**Your objective**
Reproduce every line of the material, exactly as given.

**Recorded information**
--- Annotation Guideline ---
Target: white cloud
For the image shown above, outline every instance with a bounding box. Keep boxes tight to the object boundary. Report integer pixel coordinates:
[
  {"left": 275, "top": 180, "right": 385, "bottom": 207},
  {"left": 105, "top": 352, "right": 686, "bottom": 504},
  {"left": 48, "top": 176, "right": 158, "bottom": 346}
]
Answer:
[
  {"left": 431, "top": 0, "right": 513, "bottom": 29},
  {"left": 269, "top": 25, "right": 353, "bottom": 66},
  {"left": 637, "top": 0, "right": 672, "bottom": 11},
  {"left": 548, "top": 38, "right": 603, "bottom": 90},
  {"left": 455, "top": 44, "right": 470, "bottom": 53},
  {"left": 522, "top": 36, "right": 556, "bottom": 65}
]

**Response to this exercise**
--- Annotation Guideline ---
Target: white cloud
For the image shown above, outline every instance with a bounding box. Keep boxes tight to the object boundary. Report integer pixel coordinates:
[
  {"left": 275, "top": 180, "right": 385, "bottom": 207},
  {"left": 105, "top": 352, "right": 686, "bottom": 504},
  {"left": 48, "top": 176, "right": 158, "bottom": 346}
]
Answer:
[
  {"left": 431, "top": 0, "right": 513, "bottom": 29},
  {"left": 269, "top": 25, "right": 353, "bottom": 66},
  {"left": 637, "top": 0, "right": 672, "bottom": 11},
  {"left": 548, "top": 38, "right": 603, "bottom": 90},
  {"left": 455, "top": 44, "right": 470, "bottom": 53},
  {"left": 522, "top": 36, "right": 556, "bottom": 65}
]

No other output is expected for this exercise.